[What you are asked to do]:
Write out, with no changes, every line starting at the one that contains "above contains mossy" and ending at the last line of the data below. Leave pictures out.

[Entries provided]:
----------------------------------------
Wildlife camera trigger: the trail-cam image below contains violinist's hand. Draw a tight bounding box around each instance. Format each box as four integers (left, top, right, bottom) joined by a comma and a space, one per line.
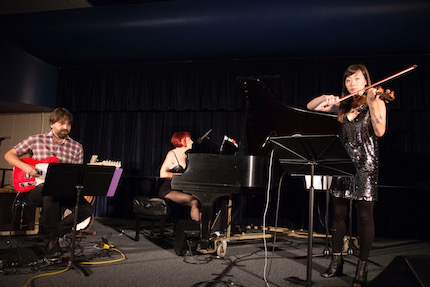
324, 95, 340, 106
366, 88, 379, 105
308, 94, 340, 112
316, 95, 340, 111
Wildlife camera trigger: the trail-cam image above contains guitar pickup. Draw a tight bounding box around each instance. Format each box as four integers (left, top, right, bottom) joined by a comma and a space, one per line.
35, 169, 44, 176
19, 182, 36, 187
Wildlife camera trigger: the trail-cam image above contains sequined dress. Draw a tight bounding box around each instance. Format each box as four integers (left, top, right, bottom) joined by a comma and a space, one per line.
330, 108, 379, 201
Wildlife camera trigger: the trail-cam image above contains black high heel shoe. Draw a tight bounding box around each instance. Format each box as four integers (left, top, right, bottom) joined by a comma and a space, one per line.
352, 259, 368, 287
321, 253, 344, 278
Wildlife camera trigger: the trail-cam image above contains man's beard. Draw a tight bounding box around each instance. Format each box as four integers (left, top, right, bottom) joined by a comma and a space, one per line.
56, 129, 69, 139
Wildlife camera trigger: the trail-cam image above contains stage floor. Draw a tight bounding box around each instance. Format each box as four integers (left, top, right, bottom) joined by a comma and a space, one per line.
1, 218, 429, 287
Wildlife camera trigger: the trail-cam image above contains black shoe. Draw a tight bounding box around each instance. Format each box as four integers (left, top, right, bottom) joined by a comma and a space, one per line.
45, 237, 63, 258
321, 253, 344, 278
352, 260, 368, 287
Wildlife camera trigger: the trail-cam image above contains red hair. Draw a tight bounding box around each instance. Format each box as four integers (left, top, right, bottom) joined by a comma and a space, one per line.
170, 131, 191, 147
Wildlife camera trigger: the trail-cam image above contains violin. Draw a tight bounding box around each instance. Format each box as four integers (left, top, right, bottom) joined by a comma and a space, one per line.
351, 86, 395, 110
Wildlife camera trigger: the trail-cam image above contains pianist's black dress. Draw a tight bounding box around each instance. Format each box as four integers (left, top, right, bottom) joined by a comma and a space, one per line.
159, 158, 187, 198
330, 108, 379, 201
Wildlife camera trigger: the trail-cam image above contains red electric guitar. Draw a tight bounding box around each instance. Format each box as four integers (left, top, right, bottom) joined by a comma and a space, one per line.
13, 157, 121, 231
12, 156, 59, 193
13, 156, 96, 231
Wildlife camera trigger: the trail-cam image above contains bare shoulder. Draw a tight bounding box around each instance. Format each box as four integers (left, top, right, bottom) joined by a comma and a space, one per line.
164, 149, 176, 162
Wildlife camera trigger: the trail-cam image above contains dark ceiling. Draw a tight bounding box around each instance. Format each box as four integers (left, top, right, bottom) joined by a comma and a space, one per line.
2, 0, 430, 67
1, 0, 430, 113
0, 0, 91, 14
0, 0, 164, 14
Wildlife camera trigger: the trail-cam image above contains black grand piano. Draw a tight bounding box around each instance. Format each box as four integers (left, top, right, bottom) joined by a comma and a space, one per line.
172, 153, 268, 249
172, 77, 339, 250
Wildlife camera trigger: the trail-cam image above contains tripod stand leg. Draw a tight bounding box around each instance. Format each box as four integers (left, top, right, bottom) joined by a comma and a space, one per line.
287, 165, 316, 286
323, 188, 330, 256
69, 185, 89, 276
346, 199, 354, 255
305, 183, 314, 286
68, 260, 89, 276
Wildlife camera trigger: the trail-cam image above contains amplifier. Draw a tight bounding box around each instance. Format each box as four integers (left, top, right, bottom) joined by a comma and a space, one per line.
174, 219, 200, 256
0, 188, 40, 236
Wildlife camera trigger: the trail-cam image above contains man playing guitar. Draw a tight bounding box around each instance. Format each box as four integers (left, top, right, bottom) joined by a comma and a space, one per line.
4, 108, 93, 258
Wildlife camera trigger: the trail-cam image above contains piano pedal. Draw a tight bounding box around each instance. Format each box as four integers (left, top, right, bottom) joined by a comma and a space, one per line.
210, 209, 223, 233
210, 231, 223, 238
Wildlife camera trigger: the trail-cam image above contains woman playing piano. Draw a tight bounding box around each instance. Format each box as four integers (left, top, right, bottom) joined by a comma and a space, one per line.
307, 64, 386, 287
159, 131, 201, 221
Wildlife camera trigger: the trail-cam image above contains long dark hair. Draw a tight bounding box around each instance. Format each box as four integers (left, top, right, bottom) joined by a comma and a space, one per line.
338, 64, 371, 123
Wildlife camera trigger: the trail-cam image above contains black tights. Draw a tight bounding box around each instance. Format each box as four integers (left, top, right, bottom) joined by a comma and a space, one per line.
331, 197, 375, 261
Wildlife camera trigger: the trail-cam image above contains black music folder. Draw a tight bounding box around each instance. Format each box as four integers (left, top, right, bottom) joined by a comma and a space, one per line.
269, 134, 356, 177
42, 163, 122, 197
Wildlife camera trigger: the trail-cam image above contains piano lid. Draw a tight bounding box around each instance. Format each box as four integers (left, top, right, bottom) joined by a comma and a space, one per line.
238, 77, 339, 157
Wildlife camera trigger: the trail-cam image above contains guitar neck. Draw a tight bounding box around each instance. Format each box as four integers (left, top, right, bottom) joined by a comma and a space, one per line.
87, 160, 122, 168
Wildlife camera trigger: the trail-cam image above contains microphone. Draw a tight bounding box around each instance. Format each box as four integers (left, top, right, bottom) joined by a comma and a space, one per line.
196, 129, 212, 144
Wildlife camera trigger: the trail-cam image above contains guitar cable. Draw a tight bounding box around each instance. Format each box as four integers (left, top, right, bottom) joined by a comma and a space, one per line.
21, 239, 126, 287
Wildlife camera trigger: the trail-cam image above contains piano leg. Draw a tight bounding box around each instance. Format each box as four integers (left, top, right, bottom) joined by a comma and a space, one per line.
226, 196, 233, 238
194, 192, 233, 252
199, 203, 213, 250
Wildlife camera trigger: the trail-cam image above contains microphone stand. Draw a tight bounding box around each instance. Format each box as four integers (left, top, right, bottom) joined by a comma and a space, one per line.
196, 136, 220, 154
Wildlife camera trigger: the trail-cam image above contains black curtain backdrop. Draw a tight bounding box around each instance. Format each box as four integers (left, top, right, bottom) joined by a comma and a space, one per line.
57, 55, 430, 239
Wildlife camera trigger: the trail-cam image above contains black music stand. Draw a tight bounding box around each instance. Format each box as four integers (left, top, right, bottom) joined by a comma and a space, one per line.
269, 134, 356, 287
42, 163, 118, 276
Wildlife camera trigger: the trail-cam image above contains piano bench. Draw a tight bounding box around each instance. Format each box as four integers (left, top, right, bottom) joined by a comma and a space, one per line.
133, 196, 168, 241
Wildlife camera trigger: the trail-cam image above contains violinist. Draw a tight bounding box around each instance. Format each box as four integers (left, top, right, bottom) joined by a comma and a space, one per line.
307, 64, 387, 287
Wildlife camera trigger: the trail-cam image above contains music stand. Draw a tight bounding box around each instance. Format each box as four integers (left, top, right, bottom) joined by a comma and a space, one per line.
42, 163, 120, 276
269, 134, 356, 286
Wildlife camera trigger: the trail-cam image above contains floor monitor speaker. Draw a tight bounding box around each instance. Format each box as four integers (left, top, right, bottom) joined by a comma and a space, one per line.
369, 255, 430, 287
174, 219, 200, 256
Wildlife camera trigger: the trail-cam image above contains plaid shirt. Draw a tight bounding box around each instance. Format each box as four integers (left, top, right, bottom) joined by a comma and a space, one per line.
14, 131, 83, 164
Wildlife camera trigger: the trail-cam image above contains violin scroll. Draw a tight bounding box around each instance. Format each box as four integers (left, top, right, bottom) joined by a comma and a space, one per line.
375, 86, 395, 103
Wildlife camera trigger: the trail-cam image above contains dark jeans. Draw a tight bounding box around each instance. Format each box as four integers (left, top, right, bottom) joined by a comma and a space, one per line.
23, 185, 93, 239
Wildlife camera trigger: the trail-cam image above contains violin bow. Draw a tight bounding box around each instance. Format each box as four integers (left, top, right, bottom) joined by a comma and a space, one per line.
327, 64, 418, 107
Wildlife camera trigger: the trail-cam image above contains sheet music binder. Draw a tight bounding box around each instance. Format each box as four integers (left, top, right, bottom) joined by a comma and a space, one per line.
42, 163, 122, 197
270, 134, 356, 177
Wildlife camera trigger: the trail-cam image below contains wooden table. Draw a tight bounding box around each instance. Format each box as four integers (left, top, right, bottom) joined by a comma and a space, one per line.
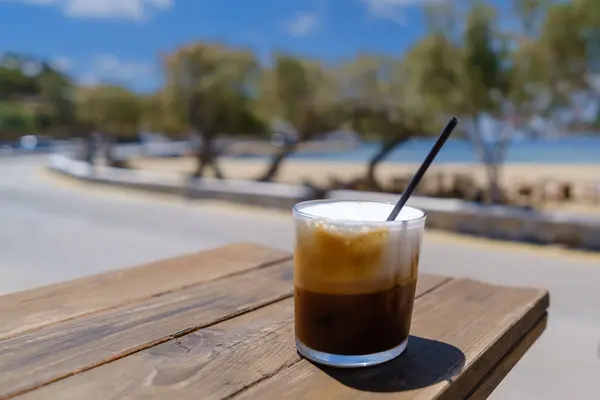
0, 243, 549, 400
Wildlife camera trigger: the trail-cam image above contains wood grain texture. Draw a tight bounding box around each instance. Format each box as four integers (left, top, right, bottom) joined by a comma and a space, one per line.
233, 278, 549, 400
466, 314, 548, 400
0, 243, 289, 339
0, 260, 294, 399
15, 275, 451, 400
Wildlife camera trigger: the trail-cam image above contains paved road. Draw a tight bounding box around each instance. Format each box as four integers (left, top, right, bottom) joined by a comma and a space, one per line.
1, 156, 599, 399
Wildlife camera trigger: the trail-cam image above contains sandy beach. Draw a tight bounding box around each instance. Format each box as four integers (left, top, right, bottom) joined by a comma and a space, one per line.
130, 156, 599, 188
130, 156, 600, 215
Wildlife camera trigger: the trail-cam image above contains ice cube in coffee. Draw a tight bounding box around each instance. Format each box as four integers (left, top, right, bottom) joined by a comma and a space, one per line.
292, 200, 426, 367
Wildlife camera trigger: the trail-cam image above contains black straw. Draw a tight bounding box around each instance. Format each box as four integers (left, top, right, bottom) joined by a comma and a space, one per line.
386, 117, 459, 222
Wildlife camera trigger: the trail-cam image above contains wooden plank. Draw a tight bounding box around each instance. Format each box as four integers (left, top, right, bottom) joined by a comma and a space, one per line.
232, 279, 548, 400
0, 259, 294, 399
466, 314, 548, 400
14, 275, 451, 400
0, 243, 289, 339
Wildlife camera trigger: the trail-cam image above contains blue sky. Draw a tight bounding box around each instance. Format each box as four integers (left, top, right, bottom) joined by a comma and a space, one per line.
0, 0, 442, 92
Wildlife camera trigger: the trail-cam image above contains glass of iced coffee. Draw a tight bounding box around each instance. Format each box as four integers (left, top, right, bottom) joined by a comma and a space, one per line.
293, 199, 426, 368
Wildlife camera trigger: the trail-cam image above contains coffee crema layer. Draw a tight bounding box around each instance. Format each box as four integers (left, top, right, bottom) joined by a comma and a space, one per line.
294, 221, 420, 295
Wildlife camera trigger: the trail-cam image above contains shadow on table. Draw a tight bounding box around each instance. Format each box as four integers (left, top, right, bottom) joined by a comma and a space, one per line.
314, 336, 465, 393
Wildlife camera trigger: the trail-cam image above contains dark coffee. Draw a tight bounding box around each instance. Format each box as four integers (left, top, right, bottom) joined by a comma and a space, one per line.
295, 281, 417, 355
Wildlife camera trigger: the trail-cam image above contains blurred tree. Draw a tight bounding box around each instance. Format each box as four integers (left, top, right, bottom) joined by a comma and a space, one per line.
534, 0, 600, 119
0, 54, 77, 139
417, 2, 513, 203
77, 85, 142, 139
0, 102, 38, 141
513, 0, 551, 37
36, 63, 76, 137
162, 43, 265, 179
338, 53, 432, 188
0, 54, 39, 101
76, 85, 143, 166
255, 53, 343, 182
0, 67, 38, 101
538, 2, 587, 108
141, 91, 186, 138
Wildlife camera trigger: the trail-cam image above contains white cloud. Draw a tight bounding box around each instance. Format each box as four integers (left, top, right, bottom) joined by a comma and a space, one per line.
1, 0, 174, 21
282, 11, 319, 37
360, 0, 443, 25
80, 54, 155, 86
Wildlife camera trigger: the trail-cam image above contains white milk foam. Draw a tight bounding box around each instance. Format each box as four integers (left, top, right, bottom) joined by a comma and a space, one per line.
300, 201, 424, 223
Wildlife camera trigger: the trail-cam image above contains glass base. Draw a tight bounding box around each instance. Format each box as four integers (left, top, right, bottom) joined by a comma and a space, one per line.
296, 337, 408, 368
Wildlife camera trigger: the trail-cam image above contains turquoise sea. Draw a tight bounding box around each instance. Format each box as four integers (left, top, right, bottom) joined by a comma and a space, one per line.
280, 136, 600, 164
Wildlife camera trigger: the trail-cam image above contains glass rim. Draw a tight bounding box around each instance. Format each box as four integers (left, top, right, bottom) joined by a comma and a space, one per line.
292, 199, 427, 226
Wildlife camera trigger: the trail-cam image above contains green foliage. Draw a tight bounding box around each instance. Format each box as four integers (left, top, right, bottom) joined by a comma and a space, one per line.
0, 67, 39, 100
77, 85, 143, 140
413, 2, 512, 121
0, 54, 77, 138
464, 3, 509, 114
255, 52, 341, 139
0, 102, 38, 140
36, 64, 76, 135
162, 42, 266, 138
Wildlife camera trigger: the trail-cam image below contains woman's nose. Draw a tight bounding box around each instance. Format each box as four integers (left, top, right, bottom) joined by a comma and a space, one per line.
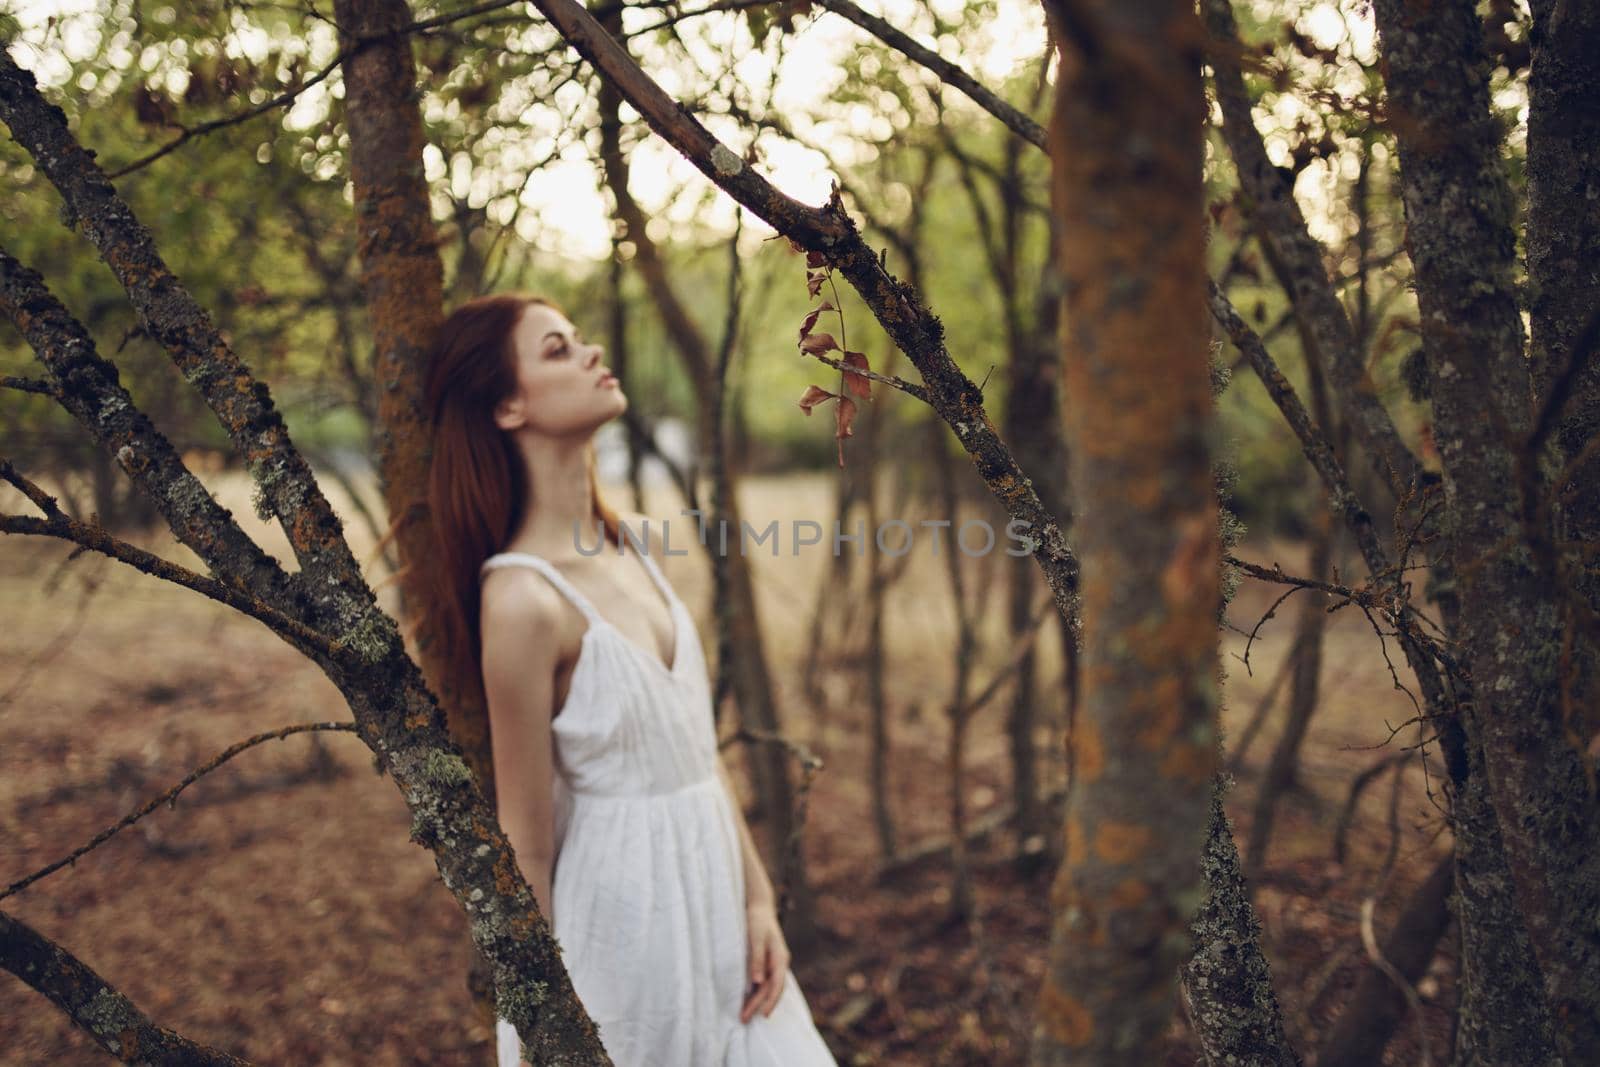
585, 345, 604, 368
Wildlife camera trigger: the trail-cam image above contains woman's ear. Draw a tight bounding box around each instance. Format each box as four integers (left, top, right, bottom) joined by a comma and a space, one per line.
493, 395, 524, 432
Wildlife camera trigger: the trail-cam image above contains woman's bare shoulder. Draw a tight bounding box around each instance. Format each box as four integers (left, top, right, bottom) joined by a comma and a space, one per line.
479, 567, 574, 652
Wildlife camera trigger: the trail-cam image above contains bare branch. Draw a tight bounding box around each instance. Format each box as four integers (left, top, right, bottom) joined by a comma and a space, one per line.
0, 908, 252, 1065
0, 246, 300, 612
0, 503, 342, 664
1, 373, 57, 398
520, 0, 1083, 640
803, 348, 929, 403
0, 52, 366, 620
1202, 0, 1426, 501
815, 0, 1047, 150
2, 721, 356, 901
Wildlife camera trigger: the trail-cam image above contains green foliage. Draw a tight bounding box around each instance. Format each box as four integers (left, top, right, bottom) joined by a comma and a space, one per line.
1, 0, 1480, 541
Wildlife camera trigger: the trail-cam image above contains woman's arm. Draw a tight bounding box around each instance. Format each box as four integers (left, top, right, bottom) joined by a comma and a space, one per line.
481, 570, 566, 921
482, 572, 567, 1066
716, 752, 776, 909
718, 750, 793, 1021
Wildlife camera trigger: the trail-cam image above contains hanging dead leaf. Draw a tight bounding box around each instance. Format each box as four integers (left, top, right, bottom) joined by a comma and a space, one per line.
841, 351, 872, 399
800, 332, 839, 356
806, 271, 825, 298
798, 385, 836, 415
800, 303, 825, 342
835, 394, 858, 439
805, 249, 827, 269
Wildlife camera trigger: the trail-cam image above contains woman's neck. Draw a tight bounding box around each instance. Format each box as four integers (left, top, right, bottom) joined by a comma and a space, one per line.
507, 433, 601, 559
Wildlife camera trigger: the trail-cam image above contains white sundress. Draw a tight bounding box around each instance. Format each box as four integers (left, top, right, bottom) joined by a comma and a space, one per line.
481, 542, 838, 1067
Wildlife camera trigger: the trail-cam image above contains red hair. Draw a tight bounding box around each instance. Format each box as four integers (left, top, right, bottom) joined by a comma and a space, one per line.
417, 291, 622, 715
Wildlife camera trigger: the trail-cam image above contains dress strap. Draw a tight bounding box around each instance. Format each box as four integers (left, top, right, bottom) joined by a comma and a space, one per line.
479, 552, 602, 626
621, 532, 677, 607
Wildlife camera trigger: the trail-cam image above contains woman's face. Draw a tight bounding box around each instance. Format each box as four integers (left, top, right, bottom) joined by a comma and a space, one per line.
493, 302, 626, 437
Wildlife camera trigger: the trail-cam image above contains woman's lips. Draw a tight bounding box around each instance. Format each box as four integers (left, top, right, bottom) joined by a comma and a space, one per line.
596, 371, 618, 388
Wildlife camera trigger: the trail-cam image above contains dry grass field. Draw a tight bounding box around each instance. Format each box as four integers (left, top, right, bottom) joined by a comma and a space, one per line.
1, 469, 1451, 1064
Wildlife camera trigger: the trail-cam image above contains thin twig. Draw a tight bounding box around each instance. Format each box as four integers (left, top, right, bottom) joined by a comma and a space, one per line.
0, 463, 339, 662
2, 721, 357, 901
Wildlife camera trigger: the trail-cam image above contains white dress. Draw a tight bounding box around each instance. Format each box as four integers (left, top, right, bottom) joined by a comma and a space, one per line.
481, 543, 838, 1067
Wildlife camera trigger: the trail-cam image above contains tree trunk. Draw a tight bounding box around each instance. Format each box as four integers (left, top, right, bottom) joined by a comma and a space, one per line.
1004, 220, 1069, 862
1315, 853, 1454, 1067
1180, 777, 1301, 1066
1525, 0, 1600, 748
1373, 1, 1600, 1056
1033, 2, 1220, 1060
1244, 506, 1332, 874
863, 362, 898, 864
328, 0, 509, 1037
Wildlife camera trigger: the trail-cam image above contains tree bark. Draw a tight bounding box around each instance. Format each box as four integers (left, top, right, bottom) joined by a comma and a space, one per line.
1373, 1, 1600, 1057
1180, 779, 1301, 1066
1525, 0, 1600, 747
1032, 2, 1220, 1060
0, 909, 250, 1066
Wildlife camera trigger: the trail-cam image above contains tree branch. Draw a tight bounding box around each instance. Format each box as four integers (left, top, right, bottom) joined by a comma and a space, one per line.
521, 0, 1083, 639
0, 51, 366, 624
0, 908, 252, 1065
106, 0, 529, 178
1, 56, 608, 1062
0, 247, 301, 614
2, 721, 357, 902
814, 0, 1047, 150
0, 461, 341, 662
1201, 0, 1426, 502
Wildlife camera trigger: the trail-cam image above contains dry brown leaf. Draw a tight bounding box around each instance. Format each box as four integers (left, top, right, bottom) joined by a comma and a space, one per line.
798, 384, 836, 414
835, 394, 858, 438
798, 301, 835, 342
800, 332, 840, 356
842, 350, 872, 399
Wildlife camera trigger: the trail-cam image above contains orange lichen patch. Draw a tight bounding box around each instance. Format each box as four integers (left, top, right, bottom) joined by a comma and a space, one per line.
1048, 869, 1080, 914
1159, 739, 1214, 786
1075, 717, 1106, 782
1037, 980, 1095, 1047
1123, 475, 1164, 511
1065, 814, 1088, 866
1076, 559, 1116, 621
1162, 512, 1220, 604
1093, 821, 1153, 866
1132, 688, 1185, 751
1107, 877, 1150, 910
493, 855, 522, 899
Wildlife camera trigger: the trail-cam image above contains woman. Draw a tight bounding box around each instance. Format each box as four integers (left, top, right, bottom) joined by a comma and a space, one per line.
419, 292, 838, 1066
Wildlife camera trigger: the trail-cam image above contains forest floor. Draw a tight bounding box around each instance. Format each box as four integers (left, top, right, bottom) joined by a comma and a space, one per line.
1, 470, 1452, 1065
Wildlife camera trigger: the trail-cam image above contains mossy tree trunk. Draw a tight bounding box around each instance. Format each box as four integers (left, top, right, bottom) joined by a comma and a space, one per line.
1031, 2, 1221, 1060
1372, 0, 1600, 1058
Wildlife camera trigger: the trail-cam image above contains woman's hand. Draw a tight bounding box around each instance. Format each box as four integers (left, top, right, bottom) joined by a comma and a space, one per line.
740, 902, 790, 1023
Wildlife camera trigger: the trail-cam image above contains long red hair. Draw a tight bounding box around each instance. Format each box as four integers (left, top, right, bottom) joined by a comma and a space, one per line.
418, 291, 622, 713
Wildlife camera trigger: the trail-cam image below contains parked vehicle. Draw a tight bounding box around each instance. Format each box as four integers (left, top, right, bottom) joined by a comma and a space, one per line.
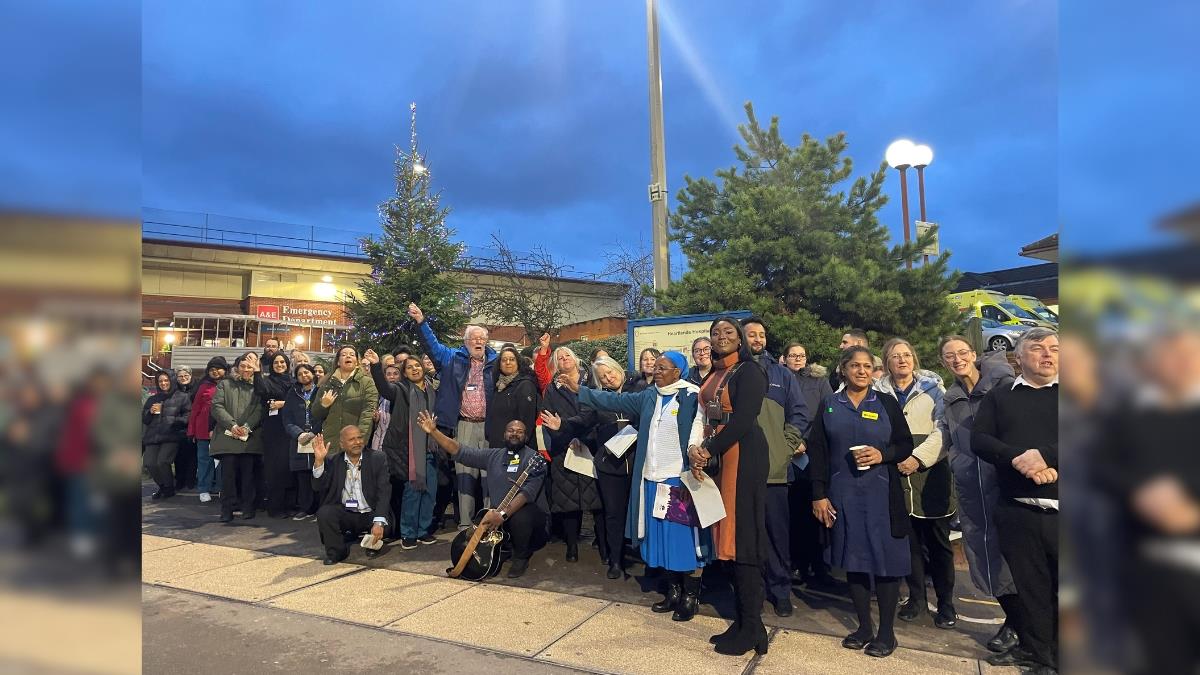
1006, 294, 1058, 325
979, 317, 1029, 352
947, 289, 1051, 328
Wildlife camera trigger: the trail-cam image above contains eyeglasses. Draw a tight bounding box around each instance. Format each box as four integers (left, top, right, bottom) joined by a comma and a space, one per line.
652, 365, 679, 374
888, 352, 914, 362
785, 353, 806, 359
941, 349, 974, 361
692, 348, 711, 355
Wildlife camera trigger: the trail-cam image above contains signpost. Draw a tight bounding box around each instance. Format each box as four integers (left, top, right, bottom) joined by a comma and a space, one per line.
----------------------------------------
[Task output]:
Wildlife camera trigger: the trail-cam image above contains mossy tree trunk. Draw a tight bounding box around each instance. Format each box as four integers (left, top, right, bottom) joined by a comma and a space, one per line.
1031, 2, 1221, 1060
1372, 0, 1600, 1058
Wildlife camera trigger: the trail-cam image above contains woman's hand. Draw a tight bounding box around each instance. Format each box as four integers (left, top, right, bottom) joined by a comma and a space, one per line.
740, 902, 790, 1023
Wildlife camera trigger: the trail-cam image above contains long red hair. Draw a tight bounding box around each instance. Format each box as four integers (left, top, right, bottom) joined by a comma and a space, one per line.
418, 291, 622, 713
Wildlife camera trigger: the trail-cam image below contains parked vehicle. Draw a tight bounding box around each instance. Format each box as four integers (left, top, right, bottom) joined by a comma and a space, one per line.
1006, 294, 1058, 325
979, 317, 1029, 352
947, 289, 1051, 328
Wildlife camera trigger: the trail-cam image above contains eyeglasses. Draw a tight bounding box around each instance. Format each box as four integers (left, top, right, bottom) joined by a comma and a space, one per line.
652, 365, 679, 374
888, 352, 914, 362
785, 353, 806, 359
941, 349, 974, 361
692, 348, 711, 355
Wildlife camera trigger: the trail-cam image above contains signpost. Draw a tight bounding box around each instance. Format each box as four integers (left, top, right, bottom) joined by a comma and a space, one per line.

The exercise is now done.